-- Assignment --
The records below are to be restated word for word, with their images omitted.

Region pointing data:
=-=-=-=-=
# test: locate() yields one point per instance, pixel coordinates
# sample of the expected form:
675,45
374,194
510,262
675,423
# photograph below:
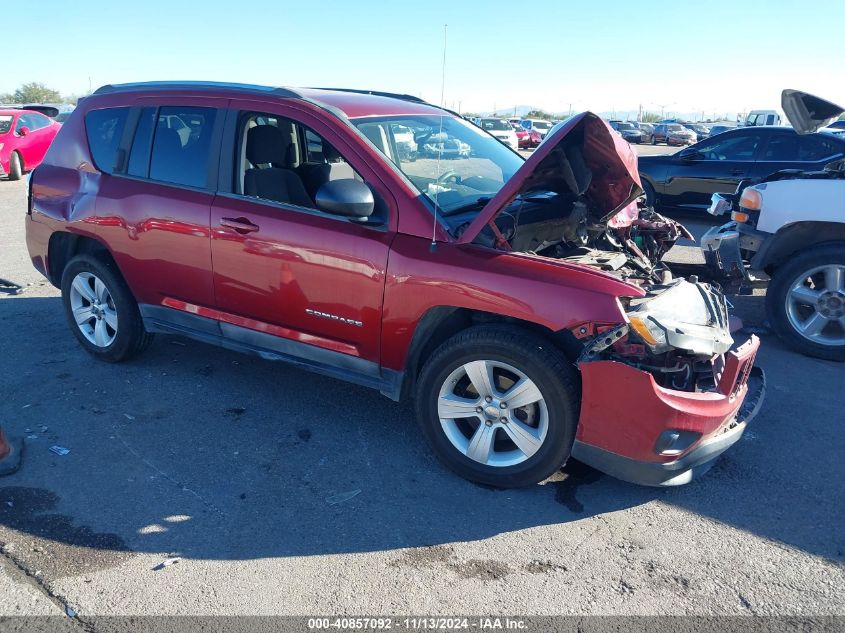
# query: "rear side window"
105,129
181,145
139,157
815,148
=-=-=-=-=
-- Answer space --
# test: locate() yields one point per instance, pixel coordinates
# sample of the expected form:
675,45
374,194
510,262
675,423
# photograph below:
# query: "rear side window"
105,129
181,145
139,157
815,148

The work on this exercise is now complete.